# Brief:
Continue the passage below on radar reflectivity of retro-reflective surfaces, starting right after its last sentence.

# Article:
————————

The reflectivity response of various materials is illustrated particularly in FIGS. 3-5. Thus, from FIG. 3 it is evident that the best possible return (from a flat plate mirror) is observed only when the plate is perpendicular to the incident radiation, whilst reflected power drops dramatically for a rotation angle of as little as 5 degrees. FIG. 4 highlights the poor reflective nature of human tissue, which is primarily why a retro-reflective coating is desirable. Thus, the measured reflection from a body part, compared to each of the “gold standard” optimum of an on-axis metal plate and the background signal from radar absorbent material, shows that the body is 200 times less reflective than the optimum “perfect” reflector. FIG. 5 particularly illustrates the improved performance of an appropriately treated surface, indicating that almost 100% of the incident power is returned, independent of illuminating angle and, in addition to revealing no significant drop in reflected power, the Figure shows a returned signal which is a factor of 100 above that of an equivalent area of human tissue (FIG. 4); at longer ranges, it is expected that this difference would increase by a further factor of 10 to 1000.

It should be noted that FIG. 5, which illustrates reflectivity measurements on a dihedral foil reflector showing excellent reflected signal return over many angles of incidence at 70 GHz, clearly shows the effectiveness of the present invention for a simple prototype structure, and further optimisation of the approach—by, for example, embedding a similar surface in a dielectric layer (to increase the equivalent electrical size of the shaped surface)—would be expected to enable the thickness of the structure shown in FIG. 5 to be reduced, whilst still preserving the overall response. Nevertheless, even in the absence of such optimised structures, it is clear from the available results that between 100 and 1000 times more power is reflected when using the material according to the invention than would otherwise be the case.

————————

# Records provided:

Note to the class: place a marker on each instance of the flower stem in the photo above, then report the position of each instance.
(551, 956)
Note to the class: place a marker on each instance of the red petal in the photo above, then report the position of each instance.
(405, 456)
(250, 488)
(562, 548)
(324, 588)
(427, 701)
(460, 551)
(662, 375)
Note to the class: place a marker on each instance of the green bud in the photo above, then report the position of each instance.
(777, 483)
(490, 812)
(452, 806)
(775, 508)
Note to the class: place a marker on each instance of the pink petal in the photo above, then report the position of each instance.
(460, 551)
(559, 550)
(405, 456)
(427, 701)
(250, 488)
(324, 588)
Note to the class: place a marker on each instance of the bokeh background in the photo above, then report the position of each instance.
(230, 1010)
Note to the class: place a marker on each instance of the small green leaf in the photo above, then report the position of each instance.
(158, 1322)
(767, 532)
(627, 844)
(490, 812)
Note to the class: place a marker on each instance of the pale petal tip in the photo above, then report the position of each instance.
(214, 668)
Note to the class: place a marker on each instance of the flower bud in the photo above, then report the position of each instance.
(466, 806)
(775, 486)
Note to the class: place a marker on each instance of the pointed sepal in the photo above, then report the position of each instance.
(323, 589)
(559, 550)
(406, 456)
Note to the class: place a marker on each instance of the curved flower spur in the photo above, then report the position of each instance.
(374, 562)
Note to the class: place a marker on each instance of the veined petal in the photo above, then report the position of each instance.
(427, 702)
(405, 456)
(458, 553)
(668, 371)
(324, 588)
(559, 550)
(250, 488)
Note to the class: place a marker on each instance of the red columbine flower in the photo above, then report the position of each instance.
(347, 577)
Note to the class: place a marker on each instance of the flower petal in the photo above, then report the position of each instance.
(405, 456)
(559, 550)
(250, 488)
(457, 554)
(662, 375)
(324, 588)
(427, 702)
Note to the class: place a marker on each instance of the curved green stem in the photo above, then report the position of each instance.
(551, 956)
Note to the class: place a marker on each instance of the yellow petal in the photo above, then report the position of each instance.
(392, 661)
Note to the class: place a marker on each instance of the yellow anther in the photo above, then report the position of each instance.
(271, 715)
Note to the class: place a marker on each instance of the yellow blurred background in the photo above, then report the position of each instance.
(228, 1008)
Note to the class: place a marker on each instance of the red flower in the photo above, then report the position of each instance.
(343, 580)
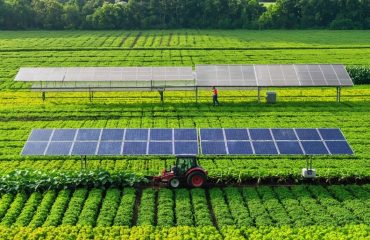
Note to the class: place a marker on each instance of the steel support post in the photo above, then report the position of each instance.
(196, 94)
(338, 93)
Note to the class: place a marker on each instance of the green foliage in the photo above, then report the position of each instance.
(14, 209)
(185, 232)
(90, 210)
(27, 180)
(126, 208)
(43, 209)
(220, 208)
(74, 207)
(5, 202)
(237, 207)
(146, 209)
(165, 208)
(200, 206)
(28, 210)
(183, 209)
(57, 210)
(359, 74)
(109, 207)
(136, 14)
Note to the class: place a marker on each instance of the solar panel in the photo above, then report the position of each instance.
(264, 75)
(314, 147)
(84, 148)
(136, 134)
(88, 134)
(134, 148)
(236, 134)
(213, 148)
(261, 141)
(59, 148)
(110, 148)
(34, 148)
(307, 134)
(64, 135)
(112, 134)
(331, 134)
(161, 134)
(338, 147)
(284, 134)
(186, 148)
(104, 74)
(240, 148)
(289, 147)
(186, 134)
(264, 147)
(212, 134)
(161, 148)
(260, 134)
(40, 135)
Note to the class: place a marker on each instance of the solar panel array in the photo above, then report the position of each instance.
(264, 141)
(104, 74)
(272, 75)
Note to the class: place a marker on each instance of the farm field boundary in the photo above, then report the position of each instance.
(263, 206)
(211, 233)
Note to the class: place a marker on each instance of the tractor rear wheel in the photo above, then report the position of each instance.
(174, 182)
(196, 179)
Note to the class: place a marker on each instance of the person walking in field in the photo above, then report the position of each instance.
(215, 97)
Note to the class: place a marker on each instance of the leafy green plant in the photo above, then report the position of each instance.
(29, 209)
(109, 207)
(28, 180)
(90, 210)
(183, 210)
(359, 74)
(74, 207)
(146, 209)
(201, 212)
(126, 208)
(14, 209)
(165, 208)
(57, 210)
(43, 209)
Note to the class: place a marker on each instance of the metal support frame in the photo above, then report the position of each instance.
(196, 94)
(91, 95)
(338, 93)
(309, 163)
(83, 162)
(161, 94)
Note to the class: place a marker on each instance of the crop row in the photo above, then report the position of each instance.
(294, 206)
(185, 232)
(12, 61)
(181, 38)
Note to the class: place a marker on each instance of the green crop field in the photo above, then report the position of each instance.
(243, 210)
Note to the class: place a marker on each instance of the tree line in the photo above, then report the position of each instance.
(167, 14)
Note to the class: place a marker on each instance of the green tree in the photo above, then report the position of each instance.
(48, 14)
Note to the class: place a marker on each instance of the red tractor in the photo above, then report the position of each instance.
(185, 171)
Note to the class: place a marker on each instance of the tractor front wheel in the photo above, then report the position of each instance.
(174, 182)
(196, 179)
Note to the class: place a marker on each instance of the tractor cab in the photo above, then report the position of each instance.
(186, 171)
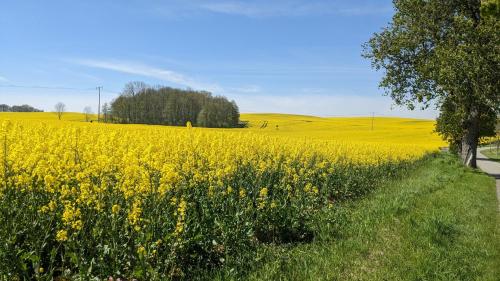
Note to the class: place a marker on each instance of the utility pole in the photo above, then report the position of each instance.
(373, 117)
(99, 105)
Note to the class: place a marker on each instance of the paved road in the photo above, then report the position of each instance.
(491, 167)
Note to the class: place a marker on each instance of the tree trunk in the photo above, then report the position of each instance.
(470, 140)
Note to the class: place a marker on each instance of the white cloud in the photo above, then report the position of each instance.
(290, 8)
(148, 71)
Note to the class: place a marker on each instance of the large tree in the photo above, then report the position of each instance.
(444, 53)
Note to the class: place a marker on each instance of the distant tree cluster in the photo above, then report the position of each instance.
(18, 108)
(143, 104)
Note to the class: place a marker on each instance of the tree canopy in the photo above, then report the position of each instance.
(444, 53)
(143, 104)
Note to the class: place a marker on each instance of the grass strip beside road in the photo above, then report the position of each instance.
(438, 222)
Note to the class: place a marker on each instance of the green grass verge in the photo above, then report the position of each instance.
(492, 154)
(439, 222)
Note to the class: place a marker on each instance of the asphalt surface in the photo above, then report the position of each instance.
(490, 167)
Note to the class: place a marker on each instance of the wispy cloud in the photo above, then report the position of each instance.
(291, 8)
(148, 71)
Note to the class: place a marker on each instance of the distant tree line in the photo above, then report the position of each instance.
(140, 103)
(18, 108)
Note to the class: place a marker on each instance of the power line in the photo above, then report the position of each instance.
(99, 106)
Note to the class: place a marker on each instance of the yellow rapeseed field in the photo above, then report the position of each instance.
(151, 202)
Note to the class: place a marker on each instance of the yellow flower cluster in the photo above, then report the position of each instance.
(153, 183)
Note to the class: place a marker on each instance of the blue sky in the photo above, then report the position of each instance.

————————

# Result for this task:
Studies were repeated in a preliminary outdoors trial at both 77 GHz and 10 GHz and new and un-optimised dihedral structures were produced for this exercise. These structures were 300 mm×300 mm (30 mm peak-peak (p-p) dihedrals) for the 10 GHz application and 300 mm (length)×150 mm (width) (10 mm p-p dihedrals) for the 77 GHz application. At close range (6 m) the preliminary reflection results from an adult male (1.9 m tall) were 6 dB above the background level at 10 GHz. Reflection from a full sized mannequin (with no material according to the invention) was 3 dB above background. Reflection from a small panel (300 mm×150 mm) fitted with “small” dihedrals (10 mm p-p) was 7 dB above background, i.e. 4 dB better than with no material according to the invention, at 10 GHz (for which the 10 mm p-p structures are not optimal unless embedded in high dielectric material). The larger dihedrals and larger area (300 mm×300 mm) gave a reflected signal which was 26 dB (>400 times) better than the background at 10 GHz. When this panel (and mannequin) was rotated by 40 degrees the returned signal dropped to 6 dB above the background. However, the reduced projected area of the panel in this previous case, resulting from the change in presentation angle, would have contributed to most of this signal loss. The transmitting and receiving antennas at 10 GHz had antenna flare angles of 30 degrees, compared to the 77 GHz horns with a 5 degree flare angle, with the result that, in the 10 GHz measurement case, the projected beam intensity dropped much more quickly with distance and the received signal was received from a much larger “background” or “radar-painted” area (thus greatly increasing the background signal level for these antennas at this frequency).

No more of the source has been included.